# The request
How many lines in the data below contain the string "roll"? Matching is case-sensitive, so give only the count.
* * *
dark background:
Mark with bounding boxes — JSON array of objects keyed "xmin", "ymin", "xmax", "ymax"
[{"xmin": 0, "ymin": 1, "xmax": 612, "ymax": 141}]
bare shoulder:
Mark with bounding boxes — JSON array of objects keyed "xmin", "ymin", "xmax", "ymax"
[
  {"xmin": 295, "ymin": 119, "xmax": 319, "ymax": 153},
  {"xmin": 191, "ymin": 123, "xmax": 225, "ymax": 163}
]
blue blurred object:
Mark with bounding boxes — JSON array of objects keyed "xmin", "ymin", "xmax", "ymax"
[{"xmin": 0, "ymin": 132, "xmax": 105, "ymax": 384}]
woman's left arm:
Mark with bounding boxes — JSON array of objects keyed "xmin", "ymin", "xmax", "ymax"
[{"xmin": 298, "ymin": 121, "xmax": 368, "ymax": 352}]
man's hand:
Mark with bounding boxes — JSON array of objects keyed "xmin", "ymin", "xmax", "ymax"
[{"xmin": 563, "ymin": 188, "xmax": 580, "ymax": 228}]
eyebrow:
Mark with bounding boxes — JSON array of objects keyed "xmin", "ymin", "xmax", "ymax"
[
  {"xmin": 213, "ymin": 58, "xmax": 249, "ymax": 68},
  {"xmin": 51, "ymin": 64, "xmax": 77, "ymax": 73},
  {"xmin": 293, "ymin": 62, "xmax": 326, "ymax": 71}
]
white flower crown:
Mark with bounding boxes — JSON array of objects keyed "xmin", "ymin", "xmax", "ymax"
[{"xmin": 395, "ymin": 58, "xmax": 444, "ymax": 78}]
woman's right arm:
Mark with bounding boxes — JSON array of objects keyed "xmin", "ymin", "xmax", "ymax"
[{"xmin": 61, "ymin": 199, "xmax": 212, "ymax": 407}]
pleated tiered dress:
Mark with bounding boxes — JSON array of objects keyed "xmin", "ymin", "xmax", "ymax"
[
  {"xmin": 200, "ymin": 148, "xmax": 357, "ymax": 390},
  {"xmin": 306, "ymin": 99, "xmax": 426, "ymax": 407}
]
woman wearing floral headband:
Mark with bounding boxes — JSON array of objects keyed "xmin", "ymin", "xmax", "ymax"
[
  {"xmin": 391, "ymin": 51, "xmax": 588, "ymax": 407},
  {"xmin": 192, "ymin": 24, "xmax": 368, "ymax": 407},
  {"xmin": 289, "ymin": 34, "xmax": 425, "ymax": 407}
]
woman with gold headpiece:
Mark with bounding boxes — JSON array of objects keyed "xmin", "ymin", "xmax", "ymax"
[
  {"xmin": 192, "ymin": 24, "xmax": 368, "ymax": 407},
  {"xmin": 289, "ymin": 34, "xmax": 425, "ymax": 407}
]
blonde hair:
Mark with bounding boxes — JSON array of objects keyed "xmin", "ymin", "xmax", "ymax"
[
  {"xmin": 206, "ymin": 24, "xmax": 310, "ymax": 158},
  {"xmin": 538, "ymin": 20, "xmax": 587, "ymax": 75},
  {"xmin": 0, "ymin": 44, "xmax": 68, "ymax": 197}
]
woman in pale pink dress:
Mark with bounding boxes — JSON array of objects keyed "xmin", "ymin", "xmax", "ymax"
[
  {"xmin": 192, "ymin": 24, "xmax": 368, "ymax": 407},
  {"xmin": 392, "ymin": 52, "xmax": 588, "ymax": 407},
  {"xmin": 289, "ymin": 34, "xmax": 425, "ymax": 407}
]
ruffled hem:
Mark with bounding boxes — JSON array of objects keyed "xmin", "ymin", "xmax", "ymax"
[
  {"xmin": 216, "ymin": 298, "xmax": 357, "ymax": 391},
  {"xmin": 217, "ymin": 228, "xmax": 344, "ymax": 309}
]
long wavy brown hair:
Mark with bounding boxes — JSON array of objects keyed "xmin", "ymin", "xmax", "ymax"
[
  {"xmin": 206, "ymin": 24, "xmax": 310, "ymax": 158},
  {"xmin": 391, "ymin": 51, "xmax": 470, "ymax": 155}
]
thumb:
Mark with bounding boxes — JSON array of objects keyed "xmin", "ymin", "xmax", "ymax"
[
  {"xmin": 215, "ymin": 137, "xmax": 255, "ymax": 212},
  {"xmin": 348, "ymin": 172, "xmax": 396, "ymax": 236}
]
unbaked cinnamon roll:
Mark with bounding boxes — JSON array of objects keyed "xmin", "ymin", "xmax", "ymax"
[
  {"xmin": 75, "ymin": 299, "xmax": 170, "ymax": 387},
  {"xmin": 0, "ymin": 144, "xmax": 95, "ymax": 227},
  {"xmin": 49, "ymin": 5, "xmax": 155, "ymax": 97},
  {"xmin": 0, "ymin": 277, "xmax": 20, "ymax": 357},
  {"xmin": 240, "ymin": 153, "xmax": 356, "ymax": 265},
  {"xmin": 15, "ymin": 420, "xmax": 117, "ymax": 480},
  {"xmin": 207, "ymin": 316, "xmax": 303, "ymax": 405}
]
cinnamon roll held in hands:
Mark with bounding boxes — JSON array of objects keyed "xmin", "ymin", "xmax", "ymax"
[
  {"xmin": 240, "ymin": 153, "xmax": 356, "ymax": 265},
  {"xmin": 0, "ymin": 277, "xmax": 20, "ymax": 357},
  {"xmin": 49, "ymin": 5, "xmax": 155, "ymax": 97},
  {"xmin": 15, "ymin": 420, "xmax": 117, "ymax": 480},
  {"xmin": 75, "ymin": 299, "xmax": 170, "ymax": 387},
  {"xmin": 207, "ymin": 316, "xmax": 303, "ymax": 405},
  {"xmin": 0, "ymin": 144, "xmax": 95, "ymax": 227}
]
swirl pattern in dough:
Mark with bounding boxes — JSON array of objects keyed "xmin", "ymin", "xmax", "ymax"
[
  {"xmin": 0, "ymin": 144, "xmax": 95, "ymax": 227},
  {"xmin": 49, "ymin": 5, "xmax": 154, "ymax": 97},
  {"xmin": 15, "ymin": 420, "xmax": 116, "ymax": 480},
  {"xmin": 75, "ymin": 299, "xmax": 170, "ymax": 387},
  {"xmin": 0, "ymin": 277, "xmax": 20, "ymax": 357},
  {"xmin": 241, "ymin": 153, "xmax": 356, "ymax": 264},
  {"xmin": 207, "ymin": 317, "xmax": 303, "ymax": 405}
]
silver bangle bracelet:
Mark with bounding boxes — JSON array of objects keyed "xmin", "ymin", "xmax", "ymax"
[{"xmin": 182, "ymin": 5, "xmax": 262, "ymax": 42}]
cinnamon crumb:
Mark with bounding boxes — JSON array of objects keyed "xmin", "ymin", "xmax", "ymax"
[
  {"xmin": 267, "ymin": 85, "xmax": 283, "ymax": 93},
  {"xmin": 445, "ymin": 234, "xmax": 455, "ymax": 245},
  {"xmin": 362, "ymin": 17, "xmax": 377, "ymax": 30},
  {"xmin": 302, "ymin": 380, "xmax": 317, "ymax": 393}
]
* * *
# Completed exercise
2